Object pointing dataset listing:
--- BEGIN ---
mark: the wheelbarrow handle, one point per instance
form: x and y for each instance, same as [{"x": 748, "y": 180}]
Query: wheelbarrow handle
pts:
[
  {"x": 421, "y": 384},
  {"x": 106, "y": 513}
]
--- END ---
● **Brief**: Output each line of the listing above as a string in a JSON list, one string per line and no strings for blank lines.

● **Exercise solution**:
[
  "mark: the wheelbarrow handle, one point per instance",
  "form: x and y for each instance, same as [{\"x\": 748, \"y\": 180}]",
  "Query: wheelbarrow handle",
  "pts:",
  "[",
  "  {\"x\": 421, \"y\": 384},",
  "  {\"x\": 106, \"y\": 513}",
  "]"
]